§ **Document excerpt**:
15 Jun, 10 | by BMJ Group
Last week, more than 3,000 global leaders working in the field of maternal and reproductive health gathered in Washington, D.C for the Women Deliver 2010 conference. With the theme of delivering solutions for girls and women, the conference focused on sharing solutions that can help us achieve the millennium development goals on maternal and reproductive health.
Young people were one of the focuses of the conference. One hundred young leaders were selected to attend a special youth pre-conference. I was one of them. After interacting with my fellow young leaders, I am amazed by the amount of the work many of them have been doing and its impact in making the lives of girls and women in their communities better.
Most of the young leaders on reproductive health that I met were not from a medical background. This was a bit of a surprise for me. There were maths students, human rights activists, engineers, managers who have been doing immense work to improve the health of women. This made me wonder if we, young doctors and medical students, are lagging behind in advocacy despite our distinct relationship to health and wellbeing. Are we too clinically oriented?
I used to think that as young people we lacked the resources, skills or knowledge to do something meaningful that can make a measurable difference to our communities. I must admit that I was wrong. A young Stanford graduate has improved health workers’ care giving capacity in rural Malawi by more than twice by simple use of cellphones. A young girl from Afghanistan has set up more than 40 women basketball teams in Afghan colleges and uses sports as a medium to make women aware of their basic rights. In nearby Pakistan, another young girl has set up clinics that provide free health services to poor rural women.
So, what is it that young people have that is unique to their age? One of the things that I have noticed is that young people are more open to new ideas when compared with the not-so-young. No idea can be radical enough for a young mind. This is reflected in the numerous innovations that young people come up with to suit their objectives. I was surprised to know of the numerous creative ideas like dancing, music, or other entertainment methods that young people use to get public health messages across effectively.

§ **Directions**:
Carry on the blog post about young leaders at the Women Deliver 2010 conference, picking up after its final sentence.

[Region pointing data]
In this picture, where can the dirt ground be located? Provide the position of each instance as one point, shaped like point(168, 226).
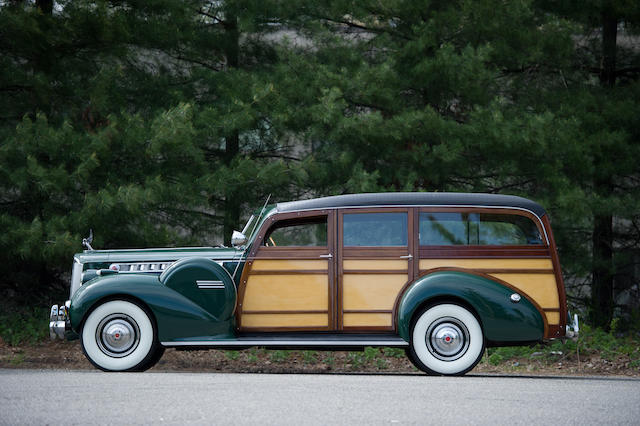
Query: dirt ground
point(68, 355)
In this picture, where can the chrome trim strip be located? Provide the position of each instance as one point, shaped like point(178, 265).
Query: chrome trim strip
point(391, 342)
point(382, 206)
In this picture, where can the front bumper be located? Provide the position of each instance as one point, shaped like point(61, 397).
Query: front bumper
point(59, 321)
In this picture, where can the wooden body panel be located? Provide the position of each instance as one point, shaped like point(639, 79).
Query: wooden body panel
point(357, 289)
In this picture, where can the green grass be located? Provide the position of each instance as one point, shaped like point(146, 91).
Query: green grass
point(29, 325)
point(608, 346)
point(25, 326)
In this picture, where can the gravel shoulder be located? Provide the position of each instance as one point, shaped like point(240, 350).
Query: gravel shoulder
point(68, 355)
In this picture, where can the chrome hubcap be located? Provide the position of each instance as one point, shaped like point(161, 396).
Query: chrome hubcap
point(447, 339)
point(118, 335)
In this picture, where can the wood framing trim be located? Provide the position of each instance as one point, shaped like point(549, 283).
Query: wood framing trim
point(367, 328)
point(506, 271)
point(291, 272)
point(372, 253)
point(480, 274)
point(376, 271)
point(254, 312)
point(562, 297)
point(506, 211)
point(483, 252)
point(298, 253)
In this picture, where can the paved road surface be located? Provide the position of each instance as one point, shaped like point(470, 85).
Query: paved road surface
point(88, 397)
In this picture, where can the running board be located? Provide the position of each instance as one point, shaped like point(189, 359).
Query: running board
point(306, 341)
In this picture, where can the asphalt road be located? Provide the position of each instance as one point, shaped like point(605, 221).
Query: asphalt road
point(87, 397)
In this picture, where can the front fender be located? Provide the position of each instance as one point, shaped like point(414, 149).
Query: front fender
point(501, 319)
point(176, 316)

§ **Answer section**:
Young people are also very effective in motivating their peers. They know how to talk to younger people like themselves. They know what programs can capture the attention of young people and what cannot. Yet, more often than not, governments and policy makers ignore the inputs from young people when formulating plans for them. And this, perhaps, is one of the reasons for failure of many programs to target the younger population effectively, especially the adolescents.
Also, it is not always that innovative ideas of young people are well accepted by society. In many countries in Asia and Africa, there are many social, cultural and religious barriers to talking about reproductive health. The ideas of the young may not conform to these barriers. The consequences could be unpleasant. Young people have been arrested, beaten up and have even lost lives for advocating on reproductive health.
I am highly inspired by the young people that I have met during the conference. They have made me realize the powerful role we, young people, can play in achieving the global targets on reproductive health. We are a part of the solution. And I sincerely believe that our voices are being heard.
Competing interests: My expenses for the conference, including air fare and stay, were covered by organisers.
Siddhartha Yadav is a former BMJ Clegg Scholar.